**Data for the task**
START

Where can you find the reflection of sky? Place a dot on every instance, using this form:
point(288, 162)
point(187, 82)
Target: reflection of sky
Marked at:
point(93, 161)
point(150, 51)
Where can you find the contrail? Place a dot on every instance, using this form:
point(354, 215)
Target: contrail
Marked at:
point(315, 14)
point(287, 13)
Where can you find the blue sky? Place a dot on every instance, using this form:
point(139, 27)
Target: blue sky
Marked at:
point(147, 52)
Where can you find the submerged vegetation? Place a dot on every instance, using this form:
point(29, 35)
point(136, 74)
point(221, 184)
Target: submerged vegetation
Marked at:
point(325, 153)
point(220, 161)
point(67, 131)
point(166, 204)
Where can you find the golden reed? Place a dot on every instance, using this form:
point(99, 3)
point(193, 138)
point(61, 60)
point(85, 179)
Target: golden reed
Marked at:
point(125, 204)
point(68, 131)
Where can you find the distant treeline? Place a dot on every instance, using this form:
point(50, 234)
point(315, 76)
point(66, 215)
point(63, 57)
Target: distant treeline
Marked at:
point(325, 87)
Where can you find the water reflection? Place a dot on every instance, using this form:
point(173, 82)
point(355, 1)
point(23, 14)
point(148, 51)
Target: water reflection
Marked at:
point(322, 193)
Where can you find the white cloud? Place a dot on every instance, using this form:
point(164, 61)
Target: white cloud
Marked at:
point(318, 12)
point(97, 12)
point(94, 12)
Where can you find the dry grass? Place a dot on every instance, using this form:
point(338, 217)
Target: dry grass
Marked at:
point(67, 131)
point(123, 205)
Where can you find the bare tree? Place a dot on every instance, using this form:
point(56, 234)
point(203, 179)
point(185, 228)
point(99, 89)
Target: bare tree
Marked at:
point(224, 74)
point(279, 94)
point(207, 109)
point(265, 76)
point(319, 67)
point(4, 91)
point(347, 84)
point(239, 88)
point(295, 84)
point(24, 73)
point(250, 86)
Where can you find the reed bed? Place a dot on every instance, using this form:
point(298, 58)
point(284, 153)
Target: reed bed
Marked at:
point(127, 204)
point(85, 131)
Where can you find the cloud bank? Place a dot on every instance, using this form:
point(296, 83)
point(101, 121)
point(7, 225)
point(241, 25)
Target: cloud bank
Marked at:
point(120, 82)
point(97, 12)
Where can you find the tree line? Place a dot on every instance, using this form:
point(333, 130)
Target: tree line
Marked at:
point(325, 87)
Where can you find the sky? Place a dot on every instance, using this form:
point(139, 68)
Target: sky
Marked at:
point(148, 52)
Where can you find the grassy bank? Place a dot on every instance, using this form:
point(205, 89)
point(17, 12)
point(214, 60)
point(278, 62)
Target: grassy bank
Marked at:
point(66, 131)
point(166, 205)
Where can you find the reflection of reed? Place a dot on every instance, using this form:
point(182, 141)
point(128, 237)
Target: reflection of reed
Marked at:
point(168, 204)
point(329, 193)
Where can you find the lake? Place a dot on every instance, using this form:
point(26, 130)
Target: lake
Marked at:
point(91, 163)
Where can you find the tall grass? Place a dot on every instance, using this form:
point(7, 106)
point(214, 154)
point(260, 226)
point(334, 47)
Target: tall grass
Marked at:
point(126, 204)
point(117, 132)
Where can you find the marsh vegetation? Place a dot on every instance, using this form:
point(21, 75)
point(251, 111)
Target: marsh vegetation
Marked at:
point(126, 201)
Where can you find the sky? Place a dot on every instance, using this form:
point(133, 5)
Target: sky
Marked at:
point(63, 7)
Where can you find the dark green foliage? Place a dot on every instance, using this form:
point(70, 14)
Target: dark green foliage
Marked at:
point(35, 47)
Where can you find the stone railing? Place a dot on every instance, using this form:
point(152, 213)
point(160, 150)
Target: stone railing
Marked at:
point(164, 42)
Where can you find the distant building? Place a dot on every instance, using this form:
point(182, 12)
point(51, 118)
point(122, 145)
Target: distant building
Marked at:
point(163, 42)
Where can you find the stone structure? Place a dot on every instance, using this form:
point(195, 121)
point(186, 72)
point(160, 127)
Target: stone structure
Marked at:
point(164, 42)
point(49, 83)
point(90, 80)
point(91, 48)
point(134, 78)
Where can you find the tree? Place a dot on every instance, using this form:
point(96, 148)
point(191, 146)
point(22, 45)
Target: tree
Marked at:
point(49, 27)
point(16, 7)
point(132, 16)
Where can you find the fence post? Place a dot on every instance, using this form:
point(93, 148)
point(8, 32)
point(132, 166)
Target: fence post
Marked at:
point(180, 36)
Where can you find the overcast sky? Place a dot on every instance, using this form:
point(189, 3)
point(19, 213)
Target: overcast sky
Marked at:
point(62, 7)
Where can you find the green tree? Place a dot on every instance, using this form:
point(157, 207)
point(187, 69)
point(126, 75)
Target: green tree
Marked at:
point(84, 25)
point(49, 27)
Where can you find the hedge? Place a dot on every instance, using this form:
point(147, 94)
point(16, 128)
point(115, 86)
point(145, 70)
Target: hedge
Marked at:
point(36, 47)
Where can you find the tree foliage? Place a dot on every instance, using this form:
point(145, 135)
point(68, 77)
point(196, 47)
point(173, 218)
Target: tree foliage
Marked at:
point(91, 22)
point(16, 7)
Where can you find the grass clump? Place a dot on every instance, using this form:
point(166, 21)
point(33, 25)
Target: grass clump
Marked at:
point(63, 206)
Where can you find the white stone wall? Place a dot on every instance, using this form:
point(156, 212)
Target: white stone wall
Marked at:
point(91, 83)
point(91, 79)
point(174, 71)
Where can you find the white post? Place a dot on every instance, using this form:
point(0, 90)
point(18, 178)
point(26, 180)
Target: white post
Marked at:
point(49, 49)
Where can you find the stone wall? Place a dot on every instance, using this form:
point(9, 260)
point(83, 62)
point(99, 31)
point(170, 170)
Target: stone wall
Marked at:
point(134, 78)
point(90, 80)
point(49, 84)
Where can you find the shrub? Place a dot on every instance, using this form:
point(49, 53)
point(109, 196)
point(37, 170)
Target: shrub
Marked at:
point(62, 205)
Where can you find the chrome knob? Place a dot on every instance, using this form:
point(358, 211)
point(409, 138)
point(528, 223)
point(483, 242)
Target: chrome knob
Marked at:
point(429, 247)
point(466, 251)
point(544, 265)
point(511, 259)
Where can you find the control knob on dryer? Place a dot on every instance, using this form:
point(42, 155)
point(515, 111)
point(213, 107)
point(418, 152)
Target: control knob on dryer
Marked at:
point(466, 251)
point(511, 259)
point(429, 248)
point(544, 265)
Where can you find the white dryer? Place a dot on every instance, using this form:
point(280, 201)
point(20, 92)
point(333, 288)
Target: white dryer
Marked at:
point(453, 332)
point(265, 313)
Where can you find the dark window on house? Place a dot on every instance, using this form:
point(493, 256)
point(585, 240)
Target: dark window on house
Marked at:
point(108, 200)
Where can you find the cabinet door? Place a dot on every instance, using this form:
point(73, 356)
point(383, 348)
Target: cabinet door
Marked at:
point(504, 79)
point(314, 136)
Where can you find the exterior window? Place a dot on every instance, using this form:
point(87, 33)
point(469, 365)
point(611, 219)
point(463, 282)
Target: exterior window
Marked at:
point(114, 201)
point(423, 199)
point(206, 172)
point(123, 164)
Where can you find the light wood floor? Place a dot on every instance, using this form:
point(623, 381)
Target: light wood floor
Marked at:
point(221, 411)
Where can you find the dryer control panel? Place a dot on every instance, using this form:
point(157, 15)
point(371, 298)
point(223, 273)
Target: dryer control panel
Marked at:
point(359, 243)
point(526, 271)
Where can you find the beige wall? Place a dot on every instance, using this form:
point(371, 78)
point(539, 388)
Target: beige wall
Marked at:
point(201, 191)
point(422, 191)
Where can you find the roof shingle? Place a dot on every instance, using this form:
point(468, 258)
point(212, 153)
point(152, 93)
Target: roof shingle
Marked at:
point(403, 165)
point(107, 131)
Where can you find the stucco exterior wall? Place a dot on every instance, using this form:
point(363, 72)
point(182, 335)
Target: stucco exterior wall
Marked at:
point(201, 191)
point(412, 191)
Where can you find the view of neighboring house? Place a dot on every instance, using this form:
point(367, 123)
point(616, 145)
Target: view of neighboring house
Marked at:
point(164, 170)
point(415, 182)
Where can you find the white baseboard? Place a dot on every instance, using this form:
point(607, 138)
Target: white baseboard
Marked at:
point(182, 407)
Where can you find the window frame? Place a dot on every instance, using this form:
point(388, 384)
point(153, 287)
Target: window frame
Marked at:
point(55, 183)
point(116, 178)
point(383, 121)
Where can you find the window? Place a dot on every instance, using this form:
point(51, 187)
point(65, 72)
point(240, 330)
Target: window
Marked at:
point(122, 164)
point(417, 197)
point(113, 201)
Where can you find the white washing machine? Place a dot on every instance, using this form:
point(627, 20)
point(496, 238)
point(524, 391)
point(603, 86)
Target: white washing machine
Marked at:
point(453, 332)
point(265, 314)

END

Reproduce the data above verbatim, from its first line through the line containing "point(166, 204)", with that line included.

Where can you find the reflection of sky? Place a dot on every instance, using this form:
point(288, 162)
point(187, 82)
Target: reflection of sky
Marked at:
point(93, 161)
point(150, 51)
Where can you find the contrail? Place a dot on every instance, using this form:
point(354, 215)
Target: contrail
Marked at:
point(315, 14)
point(287, 13)
Where can you find the blue sky? Place a dot on every instance, using this form:
point(139, 27)
Target: blue sky
Marked at:
point(147, 52)
Where can you find the submerged vegetation? Place a dot on every instance, using this form:
point(29, 35)
point(136, 74)
point(221, 184)
Target: submerged vegetation
Marked at:
point(325, 153)
point(220, 161)
point(67, 131)
point(166, 204)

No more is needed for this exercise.